*CONSEGNA A*.
Riporta senza alcuna modifica le righe dei record. Parti da quella che contiene "of the cumulus" e prosegui fino all'ultima riga dei record, entrambe comprese.

*BRANO DA LEGGERE*.
↓
Mi sembra giusto dirlo: Sul caso Barra-Gilardi-Lumino’s sto con le argomentazioni scritte dal direttore della Regione Ticino, mentre mi sembrano arzigogolate quelle del supercapo dell’informazione televisiva nostrana. Non penso di fantasticare se affermo che la TSI ha sempre flirtato con personaggi e poteri forti, ripetendo un concetto che accomuna gran parte degli emittenti nazionali nel globo, per cui una bischerata del potente si dà quando proprio non se ne può fare a meno, mentre quella di un pinco pallino qualsiasi si fornisce in tempo quasi reale. Ma lasciamo perdere: “Mala tempora currunt”.

Mi sembra però sbagliato, nel difendere il proprio operato, incaponirsi su quanto si ritiene professionalmente corretto e sorvolare su parzialità evidenti commesse oggi e ieri (per il domani è certo che si stanno già organizzando!). Insomma la critica è sempre costruttiva quando si fa e mai quando si riceve. Ma lasciamo perdere anche questo.

Il lìder màximo dell’informazione televisiva su questo poi è piuttosto recidivo. Vediamo perché.
↑
*RECORD FORNITI*.
↓
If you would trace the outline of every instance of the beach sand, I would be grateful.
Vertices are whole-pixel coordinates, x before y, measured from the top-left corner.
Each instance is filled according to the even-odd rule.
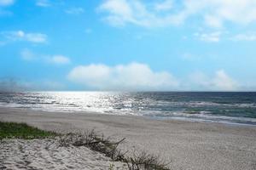
[[[125,138],[120,145],[123,150],[160,155],[171,162],[171,169],[256,169],[256,127],[253,126],[9,108],[0,108],[0,121],[26,122],[59,133],[95,128],[113,139]]]

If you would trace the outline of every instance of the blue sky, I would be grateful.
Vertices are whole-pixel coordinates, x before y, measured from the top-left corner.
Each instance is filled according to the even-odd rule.
[[[256,90],[255,0],[0,0],[0,89]]]

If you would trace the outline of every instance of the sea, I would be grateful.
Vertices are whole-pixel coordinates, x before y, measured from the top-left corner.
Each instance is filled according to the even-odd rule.
[[[256,126],[255,92],[0,93],[0,107]]]

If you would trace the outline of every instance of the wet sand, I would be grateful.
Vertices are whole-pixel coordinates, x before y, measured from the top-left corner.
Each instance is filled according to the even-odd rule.
[[[153,120],[96,113],[0,108],[0,121],[26,122],[59,133],[95,128],[119,139],[124,150],[143,150],[171,162],[173,169],[255,170],[256,127]]]

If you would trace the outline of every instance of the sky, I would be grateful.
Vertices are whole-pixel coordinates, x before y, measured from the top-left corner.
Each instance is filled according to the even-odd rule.
[[[256,91],[255,0],[0,0],[0,90]]]

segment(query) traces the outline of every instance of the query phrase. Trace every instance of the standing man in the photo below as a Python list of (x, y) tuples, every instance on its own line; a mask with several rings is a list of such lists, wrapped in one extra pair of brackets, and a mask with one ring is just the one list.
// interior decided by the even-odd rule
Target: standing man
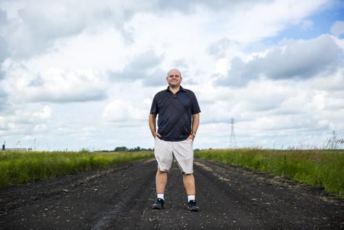
[[(167, 172), (173, 157), (183, 174), (183, 183), (188, 196), (188, 209), (198, 211), (195, 200), (193, 142), (200, 123), (200, 106), (195, 94), (183, 88), (182, 75), (171, 70), (166, 78), (169, 87), (153, 99), (149, 114), (149, 128), (155, 138), (154, 155), (158, 162), (155, 186), (158, 199), (152, 209), (164, 208), (164, 193)], [(158, 131), (155, 118), (158, 118)]]

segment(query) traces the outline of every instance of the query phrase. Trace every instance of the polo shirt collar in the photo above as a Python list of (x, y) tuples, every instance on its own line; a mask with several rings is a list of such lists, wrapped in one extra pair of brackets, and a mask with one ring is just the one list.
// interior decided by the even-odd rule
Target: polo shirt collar
[[(168, 92), (168, 91), (171, 92), (169, 86), (167, 86), (167, 89), (166, 89), (166, 92)], [(180, 92), (180, 91), (185, 92), (185, 90), (182, 87), (182, 85), (180, 85), (180, 88), (179, 89), (178, 92)]]

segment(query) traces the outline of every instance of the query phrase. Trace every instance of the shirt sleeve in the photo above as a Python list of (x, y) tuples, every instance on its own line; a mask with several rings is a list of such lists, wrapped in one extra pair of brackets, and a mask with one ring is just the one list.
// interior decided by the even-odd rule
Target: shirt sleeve
[(197, 101), (196, 95), (193, 92), (192, 94), (192, 114), (197, 114), (201, 112), (201, 109), (200, 108), (200, 105), (198, 105), (198, 101)]

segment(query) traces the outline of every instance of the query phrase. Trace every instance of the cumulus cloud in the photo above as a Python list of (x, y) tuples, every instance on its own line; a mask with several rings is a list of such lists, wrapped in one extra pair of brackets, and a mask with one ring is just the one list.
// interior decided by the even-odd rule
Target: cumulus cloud
[(339, 36), (344, 34), (344, 21), (336, 21), (331, 26), (331, 32), (334, 35)]
[[(103, 112), (103, 119), (107, 122), (130, 125), (137, 121), (145, 121), (148, 117), (148, 99), (141, 105), (133, 105), (131, 101), (117, 99), (109, 103)], [(125, 125), (126, 124), (126, 125)]]
[(166, 81), (166, 74), (158, 68), (163, 56), (158, 56), (154, 51), (148, 50), (142, 53), (127, 64), (122, 71), (110, 72), (112, 81), (133, 81), (140, 80), (144, 85), (161, 85)]
[(42, 74), (14, 70), (8, 74), (12, 77), (3, 82), (8, 94), (20, 101), (83, 102), (103, 100), (107, 96), (106, 81), (94, 70), (50, 68)]
[(285, 41), (283, 43), (248, 61), (234, 58), (227, 76), (220, 77), (217, 83), (243, 85), (259, 77), (308, 79), (333, 70), (343, 53), (334, 39), (328, 35), (310, 40)]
↑
*CONSEGNA B*.
Stabilisci se ciascuna affermazione concorda con il brano sull'informazione della TSI. Rispondi sì o no e cita fra virgolette le parole del brano che lo dimostrano.
(i) Chi scrive condivide le argomentazioni del direttore della Regione Ticino.
(ii) Secondo il brano, la critica è costruttiva quando la si riceve.
(iii) Nel brano compare l'espressione latina "Mala tempora currunt".

*RISPOSTA CORRETTA A*.
segment(query) traces the outline of every instance of the query phrase. Trace every instance of the cumulus cloud in the photo above as a Python list of (x, y) tuples, every instance on its own line; a mask with several rings is a list of such lists, wrapped in one extra pair of brackets, and a mask with one ring is just the one list.
// interior decided by the even-odd rule
Target: cumulus cloud
[(339, 36), (344, 34), (344, 21), (336, 21), (331, 26), (331, 32), (334, 35)]
[[(103, 112), (103, 119), (107, 122), (130, 125), (137, 121), (145, 121), (148, 117), (148, 99), (141, 105), (133, 105), (131, 101), (117, 99), (109, 103)], [(125, 125), (126, 124), (126, 125)]]
[(166, 81), (166, 74), (158, 68), (163, 56), (158, 56), (154, 51), (148, 50), (142, 53), (127, 64), (122, 71), (110, 72), (112, 81), (133, 81), (140, 80), (144, 85), (161, 85)]
[(42, 74), (14, 70), (8, 74), (12, 77), (3, 82), (8, 94), (20, 101), (83, 102), (103, 100), (107, 96), (106, 81), (94, 70), (50, 68)]
[(285, 41), (283, 43), (248, 61), (234, 58), (227, 76), (220, 77), (217, 83), (243, 85), (259, 77), (308, 79), (333, 70), (343, 53), (334, 39), (328, 35), (310, 40)]

*RISPOSTA CORRETTA B*.
(i) Sì: «sto con le argomentazioni scritte dal direttore della Regione Ticino».
(ii) No: «la critica è sempre costruttiva quando si fa e mai quando si riceve».
(iii) Sì: «Ma lasciamo perdere: “Mala tempora currunt”».